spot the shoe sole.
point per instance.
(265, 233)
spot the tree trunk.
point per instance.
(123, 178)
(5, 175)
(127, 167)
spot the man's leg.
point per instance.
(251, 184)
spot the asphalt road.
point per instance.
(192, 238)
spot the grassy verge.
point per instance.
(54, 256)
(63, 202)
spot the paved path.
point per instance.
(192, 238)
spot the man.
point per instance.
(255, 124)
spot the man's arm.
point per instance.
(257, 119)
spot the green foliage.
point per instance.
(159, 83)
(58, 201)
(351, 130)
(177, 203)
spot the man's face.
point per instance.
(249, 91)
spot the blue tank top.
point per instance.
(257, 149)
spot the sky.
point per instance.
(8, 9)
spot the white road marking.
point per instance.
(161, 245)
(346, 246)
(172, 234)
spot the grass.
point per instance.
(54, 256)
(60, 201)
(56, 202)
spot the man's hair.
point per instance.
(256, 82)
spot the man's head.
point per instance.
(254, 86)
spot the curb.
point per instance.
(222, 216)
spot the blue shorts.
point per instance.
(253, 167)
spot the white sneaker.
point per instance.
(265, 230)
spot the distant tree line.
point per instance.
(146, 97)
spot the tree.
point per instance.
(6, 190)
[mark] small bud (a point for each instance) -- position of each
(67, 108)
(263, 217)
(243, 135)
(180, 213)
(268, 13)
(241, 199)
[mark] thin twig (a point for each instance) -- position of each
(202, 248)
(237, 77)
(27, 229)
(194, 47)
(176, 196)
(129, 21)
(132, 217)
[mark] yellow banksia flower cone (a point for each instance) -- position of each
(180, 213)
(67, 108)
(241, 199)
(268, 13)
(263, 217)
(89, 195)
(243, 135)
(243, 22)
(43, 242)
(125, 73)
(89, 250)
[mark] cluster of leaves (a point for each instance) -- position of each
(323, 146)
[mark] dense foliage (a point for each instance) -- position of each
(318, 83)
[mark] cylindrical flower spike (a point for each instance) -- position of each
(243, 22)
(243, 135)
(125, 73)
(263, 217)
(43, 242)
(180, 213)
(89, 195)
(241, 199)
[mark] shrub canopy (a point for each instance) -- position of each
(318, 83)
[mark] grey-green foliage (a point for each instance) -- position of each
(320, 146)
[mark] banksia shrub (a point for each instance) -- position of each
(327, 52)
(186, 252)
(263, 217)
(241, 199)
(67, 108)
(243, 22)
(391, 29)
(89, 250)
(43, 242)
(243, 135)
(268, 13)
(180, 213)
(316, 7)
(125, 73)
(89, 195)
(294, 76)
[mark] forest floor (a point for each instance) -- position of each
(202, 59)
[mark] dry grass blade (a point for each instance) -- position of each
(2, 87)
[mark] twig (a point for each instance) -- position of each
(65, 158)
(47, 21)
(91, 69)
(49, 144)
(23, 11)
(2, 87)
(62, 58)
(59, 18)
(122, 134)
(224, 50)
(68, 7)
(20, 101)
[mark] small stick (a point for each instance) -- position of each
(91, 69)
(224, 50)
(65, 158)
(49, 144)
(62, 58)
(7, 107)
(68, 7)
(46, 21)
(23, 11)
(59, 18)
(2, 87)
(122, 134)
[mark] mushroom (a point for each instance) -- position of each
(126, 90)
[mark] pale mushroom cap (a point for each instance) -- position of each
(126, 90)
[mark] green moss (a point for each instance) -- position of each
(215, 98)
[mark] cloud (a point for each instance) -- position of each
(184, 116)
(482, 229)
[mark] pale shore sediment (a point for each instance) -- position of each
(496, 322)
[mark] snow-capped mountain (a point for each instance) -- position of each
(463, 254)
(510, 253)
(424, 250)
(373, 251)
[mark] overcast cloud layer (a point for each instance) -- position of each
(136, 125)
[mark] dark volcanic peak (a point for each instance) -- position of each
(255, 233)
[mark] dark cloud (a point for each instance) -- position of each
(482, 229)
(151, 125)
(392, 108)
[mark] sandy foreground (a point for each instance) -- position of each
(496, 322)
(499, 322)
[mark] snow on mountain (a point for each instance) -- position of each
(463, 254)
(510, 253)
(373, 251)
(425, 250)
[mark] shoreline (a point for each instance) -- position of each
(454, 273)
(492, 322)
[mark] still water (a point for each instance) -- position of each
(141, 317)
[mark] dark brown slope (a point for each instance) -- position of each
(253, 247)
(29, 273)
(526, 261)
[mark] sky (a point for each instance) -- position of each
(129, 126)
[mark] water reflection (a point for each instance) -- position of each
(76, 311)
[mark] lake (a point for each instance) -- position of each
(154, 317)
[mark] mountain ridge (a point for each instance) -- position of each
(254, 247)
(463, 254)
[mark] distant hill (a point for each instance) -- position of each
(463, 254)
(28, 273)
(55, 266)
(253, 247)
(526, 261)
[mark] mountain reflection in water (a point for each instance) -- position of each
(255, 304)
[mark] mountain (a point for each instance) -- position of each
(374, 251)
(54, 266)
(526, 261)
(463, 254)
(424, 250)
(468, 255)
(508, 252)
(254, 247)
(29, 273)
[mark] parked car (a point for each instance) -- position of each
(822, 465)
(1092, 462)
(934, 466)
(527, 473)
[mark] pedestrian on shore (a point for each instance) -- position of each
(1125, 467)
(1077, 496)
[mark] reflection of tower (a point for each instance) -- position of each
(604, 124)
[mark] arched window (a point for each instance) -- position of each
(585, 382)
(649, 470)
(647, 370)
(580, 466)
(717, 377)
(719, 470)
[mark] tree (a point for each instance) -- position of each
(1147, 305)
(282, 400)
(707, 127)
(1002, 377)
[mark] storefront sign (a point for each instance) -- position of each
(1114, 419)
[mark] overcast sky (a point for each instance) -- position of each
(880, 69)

+===+

Can you write out all of the material above, word for word and line by line?

**Final answer**:
spot the shoe sole.
point per instance.
(265, 233)
spot the tree trunk.
point per instance.
(123, 178)
(5, 175)
(127, 167)
spot the man's leg.
point per instance.
(251, 184)
spot the asphalt road.
point per instance.
(192, 238)
spot the grassy verge.
point per instance.
(54, 256)
(63, 202)
spot the paved path.
point per instance.
(192, 238)
spot the man.
point per instance.
(255, 124)
spot the man's arm.
point per instance.
(257, 119)
spot the green foliage.
point per instance.
(159, 83)
(58, 201)
(351, 130)
(177, 203)
spot the man's face.
point per instance.
(249, 91)
spot the blue tank top.
point per instance.
(257, 149)
spot the sky.
point per instance.
(8, 9)
spot the white road marking.
point per instance.
(161, 245)
(346, 246)
(172, 234)
spot the grass.
point per instance.
(54, 256)
(60, 201)
(56, 202)
spot the man's hair.
point per instance.
(256, 82)
spot the man's head.
point per instance.
(254, 86)
spot the curb.
point per instance.
(222, 216)
spot the blue shorts.
point per instance.
(253, 167)
spot the white sneaker.
point per instance.
(265, 230)
spot the distant tree line.
point per instance.
(146, 97)
spot the tree.
point per instance.
(6, 190)
[mark] small bud (a point for each instance) -- position of each
(67, 108)
(263, 217)
(243, 135)
(180, 213)
(268, 13)
(241, 199)
[mark] thin twig (a point for each instance) -- position of each
(202, 248)
(237, 77)
(27, 229)
(194, 47)
(176, 196)
(129, 21)
(132, 217)
[mark] yellow banksia flower cone (a point for each instance) -- position of each
(180, 213)
(67, 108)
(241, 199)
(268, 13)
(263, 217)
(89, 195)
(243, 135)
(243, 22)
(43, 242)
(125, 73)
(89, 250)
[mark] cluster of leaves (a point for each instance) -- position of each
(323, 146)
[mark] dense foliage (a point for each instance) -- position of each
(318, 83)
[mark] cylindrical flower spike (a point for each instance) -- position of each
(243, 22)
(243, 135)
(125, 73)
(263, 217)
(43, 242)
(180, 213)
(89, 195)
(241, 199)
[mark] shrub canopy (a point for each instance) -- position of each
(318, 83)
[mark] grey-green foliage (a point for each instance) -- position of each
(320, 146)
[mark] banksia shrub (a point for each instance) -- position of each
(327, 52)
(186, 252)
(263, 217)
(241, 199)
(67, 108)
(243, 22)
(391, 29)
(89, 250)
(43, 242)
(243, 135)
(268, 13)
(180, 213)
(316, 7)
(125, 73)
(89, 195)
(294, 76)
[mark] forest floor (a point for each instance) -- position of each
(202, 59)
[mark] dry grass blade (a point for each instance) -- position of each
(2, 87)
[mark] twig (a point for each instance) -- position of each
(65, 158)
(47, 21)
(91, 69)
(49, 144)
(23, 11)
(2, 87)
(62, 58)
(59, 18)
(122, 134)
(224, 50)
(68, 7)
(20, 101)
[mark] small stick (a point for each instance) -- position of each
(91, 69)
(224, 50)
(65, 158)
(49, 144)
(62, 58)
(7, 107)
(68, 7)
(46, 21)
(23, 11)
(59, 18)
(2, 87)
(122, 134)
[mark] mushroom (a point for each instance) -- position of each
(126, 90)
[mark] pale mushroom cap (a point for each instance) -- position of each
(126, 90)
[mark] green moss (a point for each instance) -- position of each
(215, 98)
[mark] cloud (a point for each instance) -- position of each
(184, 116)
(482, 229)
[mark] pale shore sediment (a point for each instance) -- position of each
(496, 322)
[mark] snow-capped mountain (a point for each instance) -- position of each
(463, 254)
(510, 253)
(424, 250)
(373, 251)
[mark] overcast cloud layer (a point for each instance) -- position of each
(136, 125)
[mark] dark volcanic peak (a point for each instance) -- position of each
(255, 233)
[mark] dark cloud (a point for each instance) -- position of each
(482, 229)
(151, 125)
(392, 108)
[mark] sandy foreground (a point for each instance) -- position of each
(496, 322)
(499, 322)
[mark] snow on mountain (a point for each instance) -- position of each
(463, 254)
(510, 253)
(373, 251)
(425, 250)
[mark] shoreline (a point for each instance) -- position of each
(454, 273)
(492, 322)
[mark] still water (a point for each instance) -- position of each
(141, 317)
[mark] dark brown slope (a point for each instance) -- position of each
(253, 247)
(29, 273)
(526, 261)
[mark] sky (a point for each instance) -- position of each
(129, 126)
[mark] water reflection (a point for each instance) -- position of each
(76, 311)
[mark] lake (a point for each instance) -- position of each
(154, 317)
[mark] mountain ridge (a point for each instance) -- position of each
(254, 247)
(463, 254)
[mark] distant hill (a point for each instance) -- position of each
(463, 254)
(28, 273)
(55, 266)
(253, 247)
(526, 261)
[mark] mountain reflection in water (a point for each instance) -- position of each
(255, 304)
[mark] mountain (a point for each instance) -- position of each
(374, 251)
(54, 266)
(526, 261)
(463, 254)
(424, 250)
(468, 255)
(508, 252)
(254, 247)
(29, 273)
[mark] parked car (a point for each instance) -- position of each
(822, 465)
(1092, 462)
(934, 466)
(527, 473)
[mark] pedestrian on shore (a point for each instance) -- position of each
(1125, 467)
(1077, 496)
[mark] reflection of tower (a point for each instance) -- position of each
(604, 124)
[mark] arched window (a point for each instance) -- position of each
(585, 382)
(649, 470)
(647, 370)
(580, 466)
(717, 377)
(719, 470)
[mark] tree (a point for each instance) -- position of each
(1147, 305)
(282, 400)
(707, 127)
(1002, 377)
[mark] storefront sign (a point for each instance) -- position of each
(1114, 419)
[mark] overcast sky (a point for each instance) -- position of each
(880, 69)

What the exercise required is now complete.